As you can see above, Instagram’s new Hyperlapse app that debuted yesterday is one of the most simple apps on the surface. It does two things: shoots video in either portrait or landscape and changes speed from 1x to 12x for a time-lapse effect. There’s not very much other user interface aside from the record button and speed slider (and the share screen after you save a video), but under the hood there’s a lot of really smart stuff going on with Hyperlapse.

For those interested in all the under-the-hood work that went in to Hyperlapse’s video stabilization and time-lapse features, Instagram’s engineers behind the app have published a blog post detailing the technology that makes it all work.

The blog post goes into Hyperlapse’s approach to video stabilization, time-lapse stabilization, and adaptive zoom to detail how it all works under the surface. Below is a snippet including a chart describing one of the algorithms used by the app.
+-------+
# [PROBLEM TO WORK ON]
Write the next part of the article on Instagram's Hyperlapse app, beginning right after its final sentence. The listing isn't needed here.
+-------+
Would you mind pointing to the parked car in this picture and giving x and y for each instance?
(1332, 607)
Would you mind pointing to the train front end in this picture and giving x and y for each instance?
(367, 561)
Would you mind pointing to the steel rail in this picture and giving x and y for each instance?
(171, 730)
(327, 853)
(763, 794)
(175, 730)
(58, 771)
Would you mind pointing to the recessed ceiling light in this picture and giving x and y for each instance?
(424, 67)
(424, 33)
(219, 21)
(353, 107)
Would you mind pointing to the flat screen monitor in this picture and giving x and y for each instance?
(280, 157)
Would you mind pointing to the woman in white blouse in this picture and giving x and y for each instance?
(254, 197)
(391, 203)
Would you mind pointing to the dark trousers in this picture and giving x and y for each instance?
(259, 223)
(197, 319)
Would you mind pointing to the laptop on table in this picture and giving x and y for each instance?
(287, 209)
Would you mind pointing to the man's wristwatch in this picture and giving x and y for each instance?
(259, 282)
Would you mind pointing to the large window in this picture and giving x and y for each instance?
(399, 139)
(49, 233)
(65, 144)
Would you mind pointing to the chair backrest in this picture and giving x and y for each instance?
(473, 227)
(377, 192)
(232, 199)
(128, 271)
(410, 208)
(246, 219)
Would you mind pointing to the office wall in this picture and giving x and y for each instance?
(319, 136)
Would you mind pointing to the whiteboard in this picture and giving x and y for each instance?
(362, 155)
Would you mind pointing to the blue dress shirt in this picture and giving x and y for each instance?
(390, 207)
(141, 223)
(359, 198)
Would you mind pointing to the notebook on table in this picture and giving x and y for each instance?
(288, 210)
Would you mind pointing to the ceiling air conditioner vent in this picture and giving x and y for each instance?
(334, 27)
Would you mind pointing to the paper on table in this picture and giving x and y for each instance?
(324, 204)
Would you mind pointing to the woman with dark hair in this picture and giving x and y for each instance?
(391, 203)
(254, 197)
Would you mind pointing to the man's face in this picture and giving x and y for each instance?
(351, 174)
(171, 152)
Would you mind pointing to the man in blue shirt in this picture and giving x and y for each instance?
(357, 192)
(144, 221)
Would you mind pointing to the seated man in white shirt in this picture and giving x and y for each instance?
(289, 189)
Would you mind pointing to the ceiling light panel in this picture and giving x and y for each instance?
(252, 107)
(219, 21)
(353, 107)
+-------+
# [RESULT FOR THIS EXERCISE]
Video stabilization is instrumental in capturing beautiful fluid videos. In the movie industry, this is achieved by having the camera operator wear a harness that separates the motion of the camera from the motion of the operator’s body. Since we can’t expect Instagrammers to wear a body harness to capture the world’s moments, we instead developed Cinema, which uses the phone’s built-in gyroscope to measure and remove unwanted hand shake.

The diagram below shows the pipeline of the Cinema stabilization algorithm. We feed gyroscope samples and frames into the stabilizer and obtain a new set of camera orientations as output. These camera orientations correspond to a smooth “synthetic” camera motion with all the unwanted kinks and bumps removed.


If you’re interested in the wonkier side of capturing video and software, give Instagram’s post a read and check out Hyperlapse for iPhone and iPad on the App Store.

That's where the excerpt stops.